▸ **Work to be completed**: Restate each record exactly as it was written.

*** Opening Records to use ***

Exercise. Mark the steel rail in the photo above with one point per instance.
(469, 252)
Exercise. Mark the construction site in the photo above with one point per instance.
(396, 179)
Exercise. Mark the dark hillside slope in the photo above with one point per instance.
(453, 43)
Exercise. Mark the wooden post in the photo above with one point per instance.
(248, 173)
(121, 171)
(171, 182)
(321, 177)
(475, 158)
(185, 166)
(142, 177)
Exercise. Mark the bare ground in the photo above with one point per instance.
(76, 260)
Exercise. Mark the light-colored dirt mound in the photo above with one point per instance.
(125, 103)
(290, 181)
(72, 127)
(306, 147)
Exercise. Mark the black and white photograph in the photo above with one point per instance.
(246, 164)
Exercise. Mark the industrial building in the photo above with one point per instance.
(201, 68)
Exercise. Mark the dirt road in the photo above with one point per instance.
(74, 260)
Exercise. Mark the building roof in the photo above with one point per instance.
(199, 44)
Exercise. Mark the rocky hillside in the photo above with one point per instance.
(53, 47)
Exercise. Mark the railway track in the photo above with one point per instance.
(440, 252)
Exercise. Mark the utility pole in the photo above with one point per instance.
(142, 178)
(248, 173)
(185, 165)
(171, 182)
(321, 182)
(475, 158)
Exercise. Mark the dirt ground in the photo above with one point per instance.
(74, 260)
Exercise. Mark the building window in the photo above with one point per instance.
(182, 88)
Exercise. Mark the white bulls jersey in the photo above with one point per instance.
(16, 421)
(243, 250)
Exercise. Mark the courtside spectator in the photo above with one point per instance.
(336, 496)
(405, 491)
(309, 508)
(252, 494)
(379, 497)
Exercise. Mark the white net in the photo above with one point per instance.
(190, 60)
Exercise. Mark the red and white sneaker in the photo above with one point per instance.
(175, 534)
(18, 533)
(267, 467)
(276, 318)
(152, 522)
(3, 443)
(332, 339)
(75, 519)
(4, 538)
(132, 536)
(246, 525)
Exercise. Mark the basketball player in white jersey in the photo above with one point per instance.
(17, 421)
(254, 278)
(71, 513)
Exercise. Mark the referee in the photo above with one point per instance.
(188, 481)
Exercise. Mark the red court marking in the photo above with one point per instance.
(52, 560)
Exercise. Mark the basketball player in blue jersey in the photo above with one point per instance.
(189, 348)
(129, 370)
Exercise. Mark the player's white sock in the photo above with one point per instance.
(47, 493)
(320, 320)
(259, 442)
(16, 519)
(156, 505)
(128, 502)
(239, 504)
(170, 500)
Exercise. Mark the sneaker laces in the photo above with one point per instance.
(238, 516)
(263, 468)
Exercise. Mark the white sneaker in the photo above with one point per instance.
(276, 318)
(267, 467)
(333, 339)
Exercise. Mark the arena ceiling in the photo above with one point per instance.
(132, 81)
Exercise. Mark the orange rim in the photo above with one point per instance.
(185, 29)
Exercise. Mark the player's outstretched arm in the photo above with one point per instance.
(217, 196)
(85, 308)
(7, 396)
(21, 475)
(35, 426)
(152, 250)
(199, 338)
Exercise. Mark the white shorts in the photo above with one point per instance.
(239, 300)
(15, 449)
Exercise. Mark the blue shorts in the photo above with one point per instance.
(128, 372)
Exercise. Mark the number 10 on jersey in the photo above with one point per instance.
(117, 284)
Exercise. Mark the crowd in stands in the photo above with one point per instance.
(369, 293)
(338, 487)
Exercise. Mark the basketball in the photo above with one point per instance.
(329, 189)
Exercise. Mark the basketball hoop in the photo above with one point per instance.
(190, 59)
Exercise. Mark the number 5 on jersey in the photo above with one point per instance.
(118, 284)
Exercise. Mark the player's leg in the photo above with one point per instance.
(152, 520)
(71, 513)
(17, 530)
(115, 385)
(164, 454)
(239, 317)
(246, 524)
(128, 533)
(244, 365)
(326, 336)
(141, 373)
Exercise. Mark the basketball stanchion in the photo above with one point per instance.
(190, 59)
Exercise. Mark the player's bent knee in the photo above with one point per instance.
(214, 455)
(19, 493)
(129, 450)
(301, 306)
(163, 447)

*** Closing Records to use ***

▸ **Reply to the task**:
Exercise. Mark the steel rail in the photo above with one point per instance.
(469, 252)
Exercise. Mark the construction site in the photo above with one point per instance.
(396, 179)
Exercise. Mark the dark hillside slope in the photo above with one point per instance.
(453, 43)
Exercise. Mark the wooden post in the photo above with one point per instance.
(248, 173)
(121, 171)
(171, 182)
(321, 177)
(475, 158)
(185, 166)
(142, 177)
Exercise. Mark the bare ground in the photo above with one point per instance.
(76, 260)
Exercise. Mark the light-colored dirt mound in the photo above with one point per instance.
(125, 103)
(290, 181)
(72, 127)
(306, 147)
Exercise. Mark the black and white photograph in the photo above with one point per instance.
(246, 164)
Exercise. Mark the industrial building in the photo above with one point per instance.
(201, 68)
Exercise. Mark the dirt road in the photo above with one point per instance.
(74, 260)
Exercise. Mark the building roof in the photo above with one point per instance.
(199, 44)
Exercise. Mark the rocky hillside in the photo above with one point per instance.
(53, 47)
Exercise. Mark the railway track in the photo above with one point per instance.
(440, 252)
Exercise. Mark the utility pole in the photo above with one point per instance.
(142, 178)
(248, 173)
(185, 165)
(171, 182)
(321, 182)
(475, 158)
Exercise. Mark the dirt ground in the photo above with one point per instance.
(74, 260)
Exercise. Mark the building window in the photo above with one point per instance.
(182, 88)
Exercise. Mark the white bulls jersey in the photo above with one point per instance.
(16, 421)
(243, 250)
Exercise. Mark the courtside spectator in the photo above with one point per instance.
(336, 496)
(405, 491)
(309, 508)
(252, 494)
(379, 497)
Exercise. Mark the white net in the photo above with one point per instance.
(190, 60)
Exercise. Mark the red and white sneaker in the photo above with one point per instance.
(175, 534)
(18, 533)
(267, 467)
(276, 318)
(152, 522)
(3, 443)
(332, 339)
(75, 519)
(4, 538)
(132, 536)
(246, 525)
Exercise. Mark the basketball player in white jersey in the photo above with one point per instance.
(17, 421)
(254, 278)
(71, 513)
Exercise. Mark the referee in the photo above with one point per instance.
(188, 481)
Exercise. Mark the red court marking in the photo above with one point per instance.
(52, 560)
Exercise. Mark the basketball player in blue jersey in the photo above with one point per instance.
(189, 348)
(129, 370)
Exercise. Mark the player's white sock in the photo above with one point per instance.
(47, 493)
(320, 320)
(259, 442)
(16, 519)
(156, 505)
(128, 502)
(239, 504)
(170, 500)
Exercise. Mark the sneaker laces in the photo above with one point per instance.
(238, 516)
(263, 468)
Exercise. Mark the white sneaker in the photo above with one point per instance.
(276, 318)
(267, 467)
(333, 339)
Exercise. Mark the arena ceiling in the photo above with one point per instance.
(132, 81)
Exercise. Mark the orange rim in the photo above with one point per instance.
(185, 29)
Exercise. Mark the player's outstretched arm in the photo above with one point per instance.
(217, 196)
(85, 308)
(7, 396)
(21, 475)
(35, 426)
(152, 250)
(199, 338)
Exercise. Mark the white shorts in the photo above with one point per instance.
(239, 300)
(15, 449)
Exercise. Mark the blue shorts in the photo above with one point per instance.
(128, 372)
Exercise. Mark the number 10 on jersey in the photo above with one point per instance.
(117, 284)
Exercise. Mark the crowd in stands in the photo above with one point per instance.
(369, 293)
(338, 487)
Exercise. Mark the basketball in the photo above with one point per instance.
(329, 189)
Exercise. Mark the basketball hoop in the photo above with one point per instance.
(190, 59)
Exercise. Mark the number 5 on jersey in the photo above with one point per instance.
(118, 284)
Exercise. Mark the player's leg in the photo above with one point per instance.
(152, 520)
(71, 513)
(17, 530)
(115, 385)
(164, 454)
(239, 317)
(246, 524)
(128, 533)
(244, 365)
(326, 336)
(141, 373)
Exercise. Mark the basketball stanchion in the photo above with one point per instance.
(190, 59)
Exercise. Mark the player's bent knee in the photo above with one point per instance.
(214, 455)
(19, 493)
(129, 450)
(301, 306)
(163, 447)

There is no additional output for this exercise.